Start of Reading passage
The DHS regulations prohibit any employee or former employee of the Department from providing, "in connection with any litigation," "oral or written testimony by deposition, declaration, affidavit, or otherwise concerning any information acquired while such person is or was an employee of the Department . . . unless authorized to do so by the Office of General Counsel." 6 C.F.R. § 5.44(a). Litigation is defined to include criminal prosecutions initiated by the Government. Id. § 5.41(d) (defining "litigation"). Summonses addressed to a DHS employee must be served on the Office of General Counsel. Id. § 5.42(a). With the subpoena, the requesting party must include a written statement that, "with as much specificity as possible," states "the nature and relevance of the official information sought"; the employee, if authorized to testify, will only testify as to "matters which were specified in writing." Id. § 5.45(a). When the demand is due before the Department has made a determination, the Department appoints the US Attorney's office to represent it and request a stay, id. § 5.46; if the ruling of the court is adverse to the department (e.g., if the court refuses to stay the proceedings to give the Department more time), "the employee on whom the demand has been made shall respectfully decline to comply." Id. § 5.47. Touhy suggests that the Court cannot hold the employee in contempt for this refusal.
End of Reading passage
Start of Source material
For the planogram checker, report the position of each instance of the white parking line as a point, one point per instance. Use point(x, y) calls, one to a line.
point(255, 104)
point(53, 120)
End of Source material
▸ **What you will do**
[1] In one to three sentences, explain why the passage on DHS testimony regulations says the Department appoints the US Attorney's office.
[2] Write what comes next in the passage on DHS testimony regulations, picking up after its final sentence.
The material has no connection to the passage on DHS testimony regulations.

▸ **Solved tasks**
[1] The Department appoints the US Attorney's office when a demand for testimony comes due before the Department has made its determination. The office represents the Department and asks the court for a stay, which would give the Department more time to decide.

[2]
In considering a request under the regulations, the Department considers a number of factors, including (1) whether compliance would be unduly burdensome, (2) whether compliance is appropriate under the relevant substantive law, (3) the public interest, (4) whether the disclosure would violate the law, and (5) whether disclosure would reveal classified or otherwise privileged information. Id. § 5.48.

III. Review of Departments' Touhy Determinations

There is much controversy about what happens when an agency decides that it will not produce documents or an employee under its own regulations. Some courts have refused to review the decision, and those that say that the decisions are reviewable have not been consistent in the type of review used. Below, we review the First Circuit's precedent on this matter and then examine the specific question of Touhy regulations in criminal cases.

A. The First Circuit's Touhy Cases

The First Circuit has only cited Touhy five times. In its earliest opinions, it reserved the question of whether the Government's Touhy determinations were reviewable at all. For example, in Giza v. Sec. of Health, Educ., & Welfare, 628 F.2d 748 (1st Cir. 1980), the Circuit reviewed a district court's decision refusing to compel an FDA employee's testimony in a state-court case. Finding that the plaintiffs had not stated a valid jurisdictional basis for their request, the Circuit refused to conclude that the district court had erred in declining to compel the testimony. See id. at 752. For this reason, the Court refused to rule on the Touhy question. See id. ("It is unnecessary for us to decide when, if ever, it would be appropriate for a federal district court to compel the testimony of a federal officer who has been instructed by the head of his or her executive department not to testify."). Likewise, in Appeal of Sun Pipe Line Co., 831 F.2d 22 (1st Cir. 1987), the Circuit considered the issue of whether a government witness could be compelled to testify in a state-court proceeding. Again, the Circuit decided the case on different grounds, but this time it noted two possible ways a federal court could deal with a Department's refusal to comply with a state-litigation related subpoena: it could follow the Government's suggestion and rule that the decision was committed "to the agency's unfettered discretion," or it could review the agency's decision for arbitrariness under the Administrative Procedures Act. Id. at 25-26.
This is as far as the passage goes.